▸ **Exercise aim**
Leave out the pictures and output the data verbatim.
==== Data extract ====
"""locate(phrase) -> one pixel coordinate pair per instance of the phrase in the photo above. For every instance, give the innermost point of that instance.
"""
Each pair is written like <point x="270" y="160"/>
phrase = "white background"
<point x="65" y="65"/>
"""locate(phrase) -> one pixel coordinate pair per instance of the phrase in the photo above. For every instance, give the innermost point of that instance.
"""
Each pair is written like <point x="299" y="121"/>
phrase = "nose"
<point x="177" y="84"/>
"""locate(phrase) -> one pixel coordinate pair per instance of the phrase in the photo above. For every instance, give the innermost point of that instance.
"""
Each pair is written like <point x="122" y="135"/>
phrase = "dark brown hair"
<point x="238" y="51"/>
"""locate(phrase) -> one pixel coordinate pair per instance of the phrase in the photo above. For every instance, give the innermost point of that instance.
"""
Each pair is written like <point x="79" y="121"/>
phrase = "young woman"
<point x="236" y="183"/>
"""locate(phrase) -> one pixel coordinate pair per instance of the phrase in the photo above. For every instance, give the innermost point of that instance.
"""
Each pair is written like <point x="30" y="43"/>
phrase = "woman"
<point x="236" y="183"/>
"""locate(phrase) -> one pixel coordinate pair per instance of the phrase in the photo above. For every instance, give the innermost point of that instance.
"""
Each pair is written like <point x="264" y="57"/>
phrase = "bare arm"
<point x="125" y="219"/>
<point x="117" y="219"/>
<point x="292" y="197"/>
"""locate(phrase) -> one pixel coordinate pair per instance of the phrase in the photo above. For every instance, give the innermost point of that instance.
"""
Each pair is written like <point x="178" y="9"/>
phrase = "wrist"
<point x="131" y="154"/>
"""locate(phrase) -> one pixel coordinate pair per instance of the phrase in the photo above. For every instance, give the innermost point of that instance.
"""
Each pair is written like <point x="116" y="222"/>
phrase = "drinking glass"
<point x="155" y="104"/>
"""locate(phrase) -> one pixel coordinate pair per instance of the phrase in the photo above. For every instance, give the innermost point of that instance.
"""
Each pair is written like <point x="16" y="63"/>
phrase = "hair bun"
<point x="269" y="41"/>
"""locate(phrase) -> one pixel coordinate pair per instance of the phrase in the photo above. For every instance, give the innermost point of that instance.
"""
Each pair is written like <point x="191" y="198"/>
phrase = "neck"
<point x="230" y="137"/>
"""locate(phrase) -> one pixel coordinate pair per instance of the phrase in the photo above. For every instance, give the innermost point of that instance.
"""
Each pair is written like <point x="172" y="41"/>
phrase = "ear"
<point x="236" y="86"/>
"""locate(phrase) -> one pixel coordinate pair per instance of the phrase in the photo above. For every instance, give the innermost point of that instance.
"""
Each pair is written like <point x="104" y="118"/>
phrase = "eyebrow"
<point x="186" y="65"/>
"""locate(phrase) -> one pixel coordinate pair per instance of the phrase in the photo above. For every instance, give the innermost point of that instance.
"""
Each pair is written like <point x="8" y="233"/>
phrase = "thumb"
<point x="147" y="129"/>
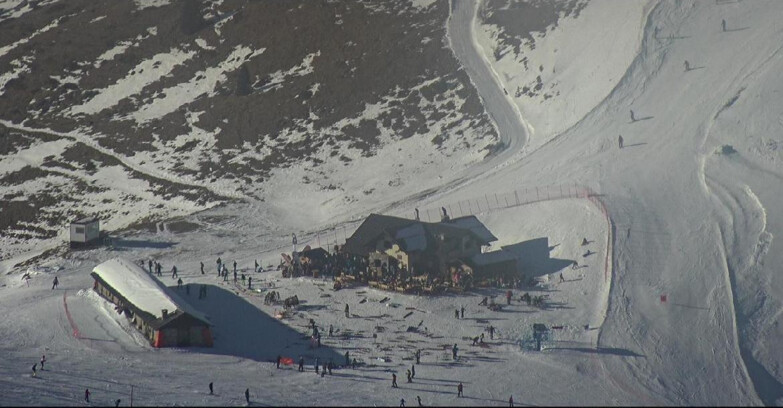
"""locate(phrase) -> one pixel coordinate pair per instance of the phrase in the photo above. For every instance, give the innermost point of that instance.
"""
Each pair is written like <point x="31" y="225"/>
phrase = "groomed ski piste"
<point x="677" y="303"/>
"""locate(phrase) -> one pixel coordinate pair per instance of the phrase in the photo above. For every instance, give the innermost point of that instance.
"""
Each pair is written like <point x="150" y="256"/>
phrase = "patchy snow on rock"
<point x="584" y="58"/>
<point x="4" y="50"/>
<point x="202" y="83"/>
<point x="145" y="73"/>
<point x="142" y="4"/>
<point x="20" y="66"/>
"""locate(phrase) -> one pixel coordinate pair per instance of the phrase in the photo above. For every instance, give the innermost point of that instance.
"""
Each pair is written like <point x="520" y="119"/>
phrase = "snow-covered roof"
<point x="474" y="225"/>
<point x="488" y="258"/>
<point x="142" y="289"/>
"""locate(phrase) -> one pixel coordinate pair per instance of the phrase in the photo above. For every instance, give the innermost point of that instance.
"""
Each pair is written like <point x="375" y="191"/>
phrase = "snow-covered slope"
<point x="678" y="305"/>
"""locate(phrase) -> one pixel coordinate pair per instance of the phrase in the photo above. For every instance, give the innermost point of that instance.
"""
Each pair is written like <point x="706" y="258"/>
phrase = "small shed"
<point x="161" y="315"/>
<point x="85" y="231"/>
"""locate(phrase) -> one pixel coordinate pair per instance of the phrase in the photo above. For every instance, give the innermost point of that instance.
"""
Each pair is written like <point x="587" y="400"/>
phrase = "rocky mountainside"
<point x="138" y="111"/>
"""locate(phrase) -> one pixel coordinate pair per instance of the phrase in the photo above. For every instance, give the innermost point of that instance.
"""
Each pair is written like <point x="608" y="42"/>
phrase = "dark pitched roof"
<point x="370" y="229"/>
<point x="413" y="235"/>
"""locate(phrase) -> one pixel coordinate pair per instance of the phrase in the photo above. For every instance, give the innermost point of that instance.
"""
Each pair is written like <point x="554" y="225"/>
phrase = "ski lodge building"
<point x="449" y="252"/>
<point x="164" y="318"/>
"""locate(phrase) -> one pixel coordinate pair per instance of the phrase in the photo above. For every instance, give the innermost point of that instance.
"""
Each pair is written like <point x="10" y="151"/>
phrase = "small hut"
<point x="85" y="231"/>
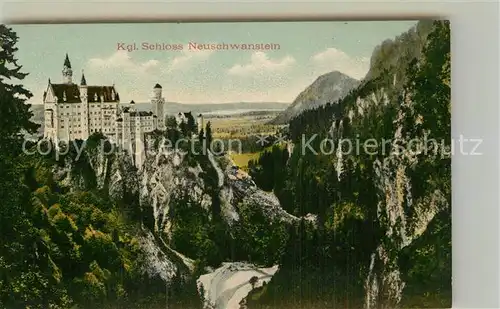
====
▸ **Reply to the task**
"""locate(phrase) -> one pixel coordinate pair per instance of the phrase in the photo above. For every instance, give the innermost point of that instance.
"""
Each pair is written like <point x="270" y="160"/>
phrase = "white background"
<point x="65" y="65"/>
"""locate(phrase) -> one pixel coordinate pair per instance of the phrase in the photo above. For every instance, give the innermost point of that instance.
"""
Each pair is written like <point x="299" y="121"/>
phrase = "nose"
<point x="177" y="84"/>
"""locate(phrase) -> one pixel coordinate pair per instance of the phrase in the photo above. For every instance, give the innermost point of that instance.
"""
Each pair is written like <point x="122" y="135"/>
phrase = "dark brown hair"
<point x="238" y="51"/>
"""locate(phrase) -> one pixel coordinate pair per instance of the phrase in the photo above. For every instance, give the innermost point of that instance.
"""
Each pair is written like <point x="79" y="121"/>
phrase = "young woman"
<point x="236" y="183"/>
"""locate(phrase) -> one pixel coordinate pair per instance of the phrase in the photo above. For every instance, give the innermost point of that instance.
"""
Each pair is written like <point x="30" y="43"/>
phrase = "woman"
<point x="236" y="183"/>
"""locate(phrase) -> one pixel coordinate pair per instance of the phrase in the photo above. For every instance, give the innermost point of that instance.
"""
Each pair is written like <point x="264" y="57"/>
phrase = "bare arm"
<point x="125" y="219"/>
<point x="117" y="219"/>
<point x="292" y="197"/>
"""locate(phrase) -> one pixel coordinate pair per instance of the phrase in the photo above. For every instance, give the innermost point of that instance.
"""
Each pair is written like <point x="178" y="9"/>
phrase = "wrist"
<point x="131" y="154"/>
"""locate(phrase) -> one pixel coordinate pair per instance of the phrase in the photo above. For every instance, give the innermost point of that instance.
"""
Each pair is written like <point x="116" y="222"/>
phrase = "drinking glass"
<point x="155" y="104"/>
"""locate(phrase) -> one pixel coordinate pair per instance of the phrase in the photo above. For every instance, give the innermost point of that instance.
"""
Each pair is written like <point x="16" y="63"/>
phrase = "hair bun"
<point x="269" y="41"/>
"""locate(phrase) -> one pixel coordinate pair per instance of the phrase in the photo above. For every instance, give the innermost point of that instance.
"""
Each pair is written like <point x="191" y="198"/>
phrase = "neck"
<point x="230" y="137"/>
"""locate(phrase) -> one pixel coordinate pair per instance of the phrase in the photo above. For every instance, give the innermost point of that instance.
"""
Each pair is written like <point x="172" y="41"/>
phrase = "ear"
<point x="236" y="86"/>
"""locate(phrase) -> one pixel coordinate pair per instance of the phrase in the photo above. For every instance, give the innermost point of that instance.
"""
Each pair is written like <point x="104" y="118"/>
phrase = "eyebrow"
<point x="186" y="65"/>
"""locate(phrase) -> one pixel coordinate pair per instance of the phrase in the photo above. For every instance, give the innermost point of that instance.
"""
Each pair is written like <point x="8" y="233"/>
phrase = "thumb"
<point x="147" y="129"/>
"""locate(phrase) -> one pixel coordinate pair per instance of the phrase in the photo above. For every instance, give the innermost point of that instance.
"""
Each pair is written like <point x="31" y="225"/>
phrase = "groomed ski piste"
<point x="677" y="303"/>
"""locate(phrase) -> one pixel coordinate pair per instance of the phrase in the photo above. For every instance, give the innermost point of that instance.
"""
Each pair is written like <point x="150" y="256"/>
phrase = "patchy snow on rock"
<point x="584" y="58"/>
<point x="4" y="50"/>
<point x="202" y="83"/>
<point x="145" y="73"/>
<point x="142" y="4"/>
<point x="20" y="66"/>
"""locate(phrase) -> one pixel coordinate pair per instance of the phrase in the photo above. For every instance, give the innermost point of that instance.
"""
Each pair is written like <point x="520" y="119"/>
phrase = "snow-covered roof"
<point x="474" y="225"/>
<point x="488" y="258"/>
<point x="142" y="289"/>
"""locate(phrase) -> one pixel coordinate pair per instance of the phrase in the photo above. For every instance, give the innermost point of that instance.
"""
Each pair is written like <point x="375" y="191"/>
phrase = "snow-covered slope"
<point x="678" y="305"/>
"""locate(phrase) -> one pixel coordinate pair per instance of the phrase in the photo above. For every instance, give the innermost point of that instance.
"""
Each pair is written like <point x="706" y="258"/>
phrase = "small shed"
<point x="161" y="315"/>
<point x="85" y="231"/>
"""locate(phrase) -> one pixel coordinate pair per instance of the phrase in the photo above. For every instance, give the innermost point of that instance.
"""
Each pair is written like <point x="587" y="400"/>
phrase = "rocky mountainside"
<point x="138" y="111"/>
"""locate(phrase) -> one pixel coordinate pair per instance of the phrase in the photo above. For every instance, give the innermost point of that instance.
"""
Each pair is written like <point x="608" y="42"/>
phrase = "dark pitched roof"
<point x="370" y="229"/>
<point x="413" y="235"/>
"""locate(phrase) -> one pixel coordinate pair per instance of the phrase in the photo above. For every instance, give the innermost point of that instance.
"""
Each pair is written like <point x="554" y="225"/>
phrase = "ski lodge building"
<point x="449" y="252"/>
<point x="164" y="318"/>
"""locate(phrase) -> one pixel coordinate pair per instance of the phrase in the photo above. For every instance, give the innermost point of that instance.
"""
Each pair is written like <point x="10" y="151"/>
phrase = "small hut"
<point x="85" y="231"/>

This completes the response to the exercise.